Directions
From the Martin Creed biography, list every numbered work it mentions, with each work's number and its title or description.

Extract provided
** START **

Martin Creed (born 21 October 1968) is a British artist, composer and performer. He won the Turner Prize in 2001 for exhibitions during the preceding year, with the jury praising his audacity for exhibiting a single installation, Work No. 227: The lights going on and off, in the Turner Prize show. Creed lives and works in London.

Life and education 
Martin Creed was born in Wakefield, England. He moved with his family to Glasgow at age 3 when his silversmith father got a job teaching there. He grew up revering art and music. His parents were Quakers, and he was taken often to Quaker meetings. He attended Lenzie Academy, and studied art at the Slade School of Art at University College London from 1986 to 1990. Since then he has lived in London, apart from a period (2000—2004) living in Alicudi, an island off Sicily in the South of Italy. He currently lives and works back in London. He is a vegan.

Work 

Films, installations, paintings, theatre and live-action sculptures are all characteristic of his work. Making use of whatever medium seems suitable. Since 1987 he has numbered each of his works, and most of his titles are descriptive: for example Work No. 79: some Blu-tack kneaded, rolled into a ball and depressed against a wall (1993) and Work No. 88, a sheet of A4 paper crumpled into a ball (1995). Creed's work Work No. 200: Half the air in a given space (1998) is a room which has half of its cubic space filled with balloons.

** END **

Supplied data
** START **

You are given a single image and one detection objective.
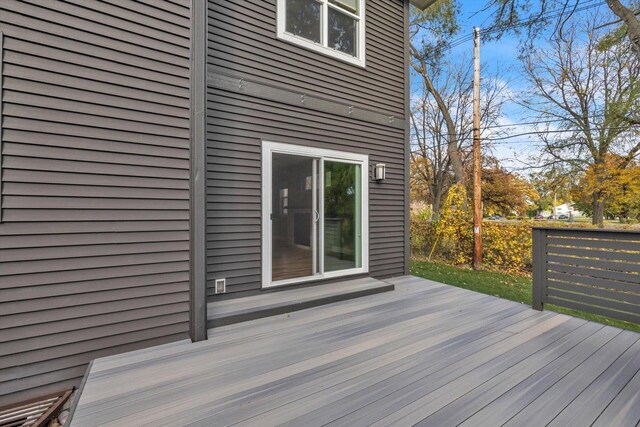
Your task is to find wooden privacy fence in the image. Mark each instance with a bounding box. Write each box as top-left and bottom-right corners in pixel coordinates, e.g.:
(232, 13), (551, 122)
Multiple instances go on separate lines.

** END **

Reply
- Work No. 227: The lights going on and off
- Work No. 79: some Blu-tack kneaded, rolled into a ball and depressed against a wall (1993)
- Work No. 88, a sheet of A4 paper crumpled into a ball (1995)
- Work No. 200: Half the air in a given space (1998)